▸ Directive
Format the data as a numbered list, starting at the line containing "Where can the tiled" and running through the end of the data. Omit any blank lines.

# # # # # # #

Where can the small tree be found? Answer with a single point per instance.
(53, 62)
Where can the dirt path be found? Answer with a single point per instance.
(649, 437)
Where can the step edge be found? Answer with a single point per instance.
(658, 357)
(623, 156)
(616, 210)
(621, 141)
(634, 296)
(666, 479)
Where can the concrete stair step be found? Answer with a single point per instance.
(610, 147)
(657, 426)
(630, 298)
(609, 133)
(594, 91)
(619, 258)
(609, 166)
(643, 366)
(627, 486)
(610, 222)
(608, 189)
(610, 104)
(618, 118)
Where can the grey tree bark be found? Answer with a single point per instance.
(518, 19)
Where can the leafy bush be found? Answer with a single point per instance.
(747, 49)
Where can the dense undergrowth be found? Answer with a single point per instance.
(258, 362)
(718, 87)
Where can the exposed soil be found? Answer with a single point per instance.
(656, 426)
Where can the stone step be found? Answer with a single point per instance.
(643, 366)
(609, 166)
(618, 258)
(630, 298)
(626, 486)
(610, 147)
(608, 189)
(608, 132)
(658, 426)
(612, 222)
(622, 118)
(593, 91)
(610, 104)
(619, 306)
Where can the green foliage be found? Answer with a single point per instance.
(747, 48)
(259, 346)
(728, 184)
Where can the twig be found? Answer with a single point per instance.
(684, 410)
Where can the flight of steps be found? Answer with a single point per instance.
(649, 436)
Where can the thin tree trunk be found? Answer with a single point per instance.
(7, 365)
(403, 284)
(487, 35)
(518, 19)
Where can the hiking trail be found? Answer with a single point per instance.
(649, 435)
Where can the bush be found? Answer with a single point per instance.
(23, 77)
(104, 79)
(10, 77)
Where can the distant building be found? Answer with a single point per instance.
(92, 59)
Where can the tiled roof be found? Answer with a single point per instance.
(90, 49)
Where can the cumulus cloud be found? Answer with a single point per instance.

# # # # # # #

▸ Exercise output
1. Where can the tiled roof be found? Answer with a single point per instance.
2. (90, 49)
3. Where can the cumulus cloud be found? Answer with a single point per instance.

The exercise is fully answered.